#### Activity
Copy each line of the following data that contains "officer".

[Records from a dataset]
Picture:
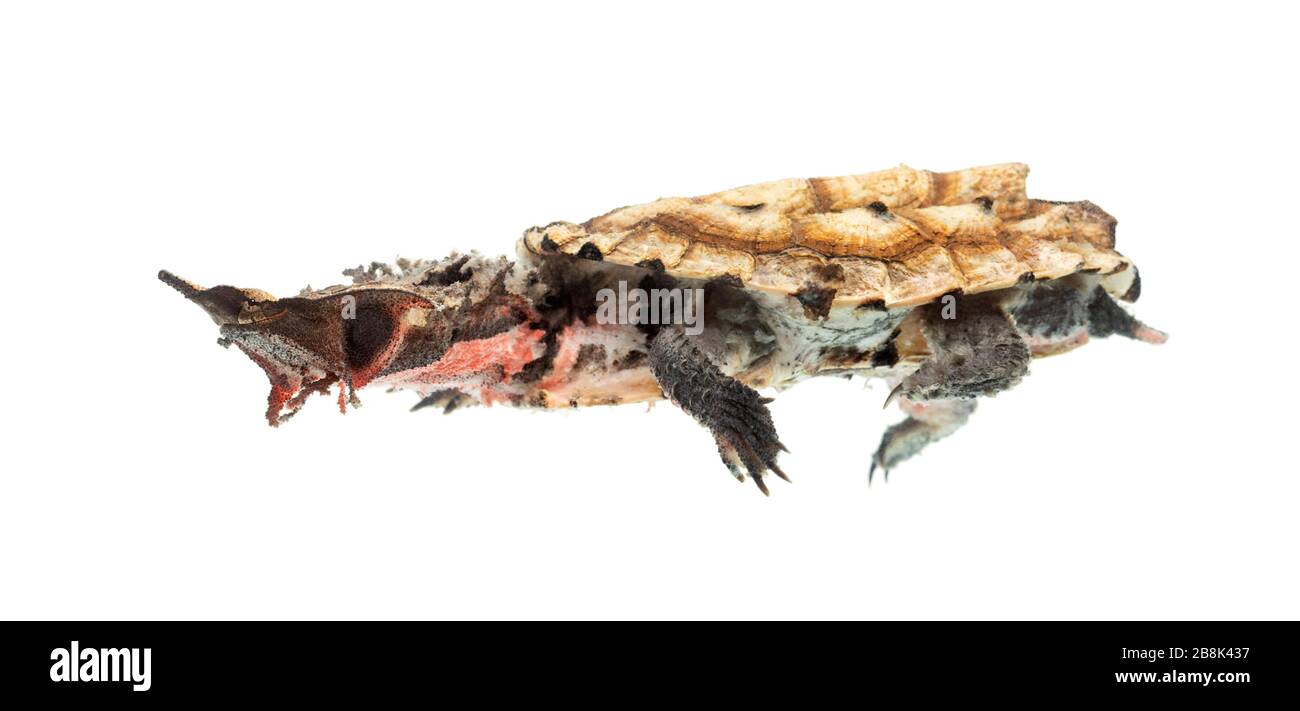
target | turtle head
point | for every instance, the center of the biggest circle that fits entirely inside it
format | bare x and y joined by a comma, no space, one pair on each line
399,328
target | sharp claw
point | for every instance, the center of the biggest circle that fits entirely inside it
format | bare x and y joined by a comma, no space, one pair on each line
893,395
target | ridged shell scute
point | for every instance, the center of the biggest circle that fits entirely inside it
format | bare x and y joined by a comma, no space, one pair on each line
898,237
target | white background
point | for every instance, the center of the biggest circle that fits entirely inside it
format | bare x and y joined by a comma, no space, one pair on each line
272,144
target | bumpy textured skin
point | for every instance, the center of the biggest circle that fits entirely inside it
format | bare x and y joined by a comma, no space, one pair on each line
733,412
978,352
944,285
897,237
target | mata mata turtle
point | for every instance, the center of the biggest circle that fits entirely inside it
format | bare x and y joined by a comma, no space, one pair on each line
944,284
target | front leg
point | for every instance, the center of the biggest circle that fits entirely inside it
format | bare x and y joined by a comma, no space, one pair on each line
732,411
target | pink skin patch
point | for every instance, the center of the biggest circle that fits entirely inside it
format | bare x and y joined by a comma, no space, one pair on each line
473,363
289,387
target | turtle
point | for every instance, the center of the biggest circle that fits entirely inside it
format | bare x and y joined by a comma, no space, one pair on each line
945,285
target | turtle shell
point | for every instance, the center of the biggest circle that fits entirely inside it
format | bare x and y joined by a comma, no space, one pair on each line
898,237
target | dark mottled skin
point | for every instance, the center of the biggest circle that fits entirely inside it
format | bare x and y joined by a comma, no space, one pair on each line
979,352
733,412
1052,311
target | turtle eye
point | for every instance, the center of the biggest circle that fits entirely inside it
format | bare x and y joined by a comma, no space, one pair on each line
367,334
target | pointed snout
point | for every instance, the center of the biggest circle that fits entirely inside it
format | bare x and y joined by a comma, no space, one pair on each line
225,304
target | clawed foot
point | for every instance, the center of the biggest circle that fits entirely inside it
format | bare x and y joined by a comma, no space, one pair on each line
746,438
733,412
447,399
924,424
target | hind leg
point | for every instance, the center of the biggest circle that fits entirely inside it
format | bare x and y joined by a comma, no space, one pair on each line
975,352
926,423
733,412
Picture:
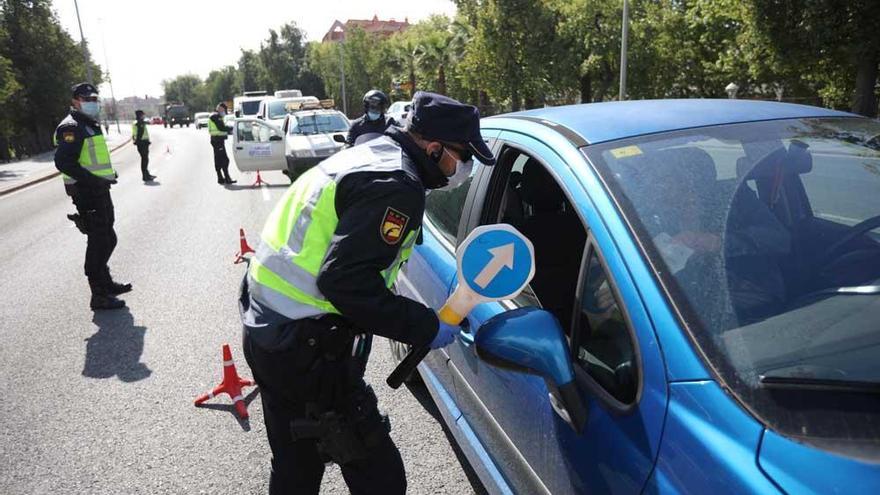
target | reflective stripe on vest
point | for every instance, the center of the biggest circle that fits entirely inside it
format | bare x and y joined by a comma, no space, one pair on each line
145,137
94,157
284,271
213,129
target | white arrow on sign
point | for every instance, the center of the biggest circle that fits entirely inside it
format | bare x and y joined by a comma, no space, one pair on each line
502,256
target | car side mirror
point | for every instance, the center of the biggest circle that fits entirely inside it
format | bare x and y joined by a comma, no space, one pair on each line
530,340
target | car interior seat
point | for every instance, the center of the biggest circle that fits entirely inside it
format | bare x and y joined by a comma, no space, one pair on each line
558,238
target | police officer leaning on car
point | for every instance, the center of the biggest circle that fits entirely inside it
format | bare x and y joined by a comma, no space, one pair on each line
373,121
319,287
218,131
84,161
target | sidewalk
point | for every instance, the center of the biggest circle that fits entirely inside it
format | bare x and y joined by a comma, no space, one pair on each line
16,175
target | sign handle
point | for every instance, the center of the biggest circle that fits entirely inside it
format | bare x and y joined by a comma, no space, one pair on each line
408,365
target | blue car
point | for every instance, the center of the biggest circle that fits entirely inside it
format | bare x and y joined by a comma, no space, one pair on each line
705,312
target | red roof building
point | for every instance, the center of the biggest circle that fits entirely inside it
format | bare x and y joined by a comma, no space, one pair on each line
370,26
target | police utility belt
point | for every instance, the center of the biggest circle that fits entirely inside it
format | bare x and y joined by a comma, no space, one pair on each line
341,411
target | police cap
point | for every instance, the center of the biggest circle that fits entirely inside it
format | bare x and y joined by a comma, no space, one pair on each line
84,90
440,118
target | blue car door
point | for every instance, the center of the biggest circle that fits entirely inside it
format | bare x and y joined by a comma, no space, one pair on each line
583,280
430,270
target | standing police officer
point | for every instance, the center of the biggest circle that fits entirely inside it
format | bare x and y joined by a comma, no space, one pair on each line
319,287
84,161
373,121
140,135
218,131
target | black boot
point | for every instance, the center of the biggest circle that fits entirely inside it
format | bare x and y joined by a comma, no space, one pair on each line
115,288
105,301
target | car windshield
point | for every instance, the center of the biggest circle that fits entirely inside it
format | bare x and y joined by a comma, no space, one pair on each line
318,123
766,237
250,107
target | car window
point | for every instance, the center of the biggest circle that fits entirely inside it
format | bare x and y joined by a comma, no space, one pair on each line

#### Your solution
target | police officer leaning on car
target | standing police officer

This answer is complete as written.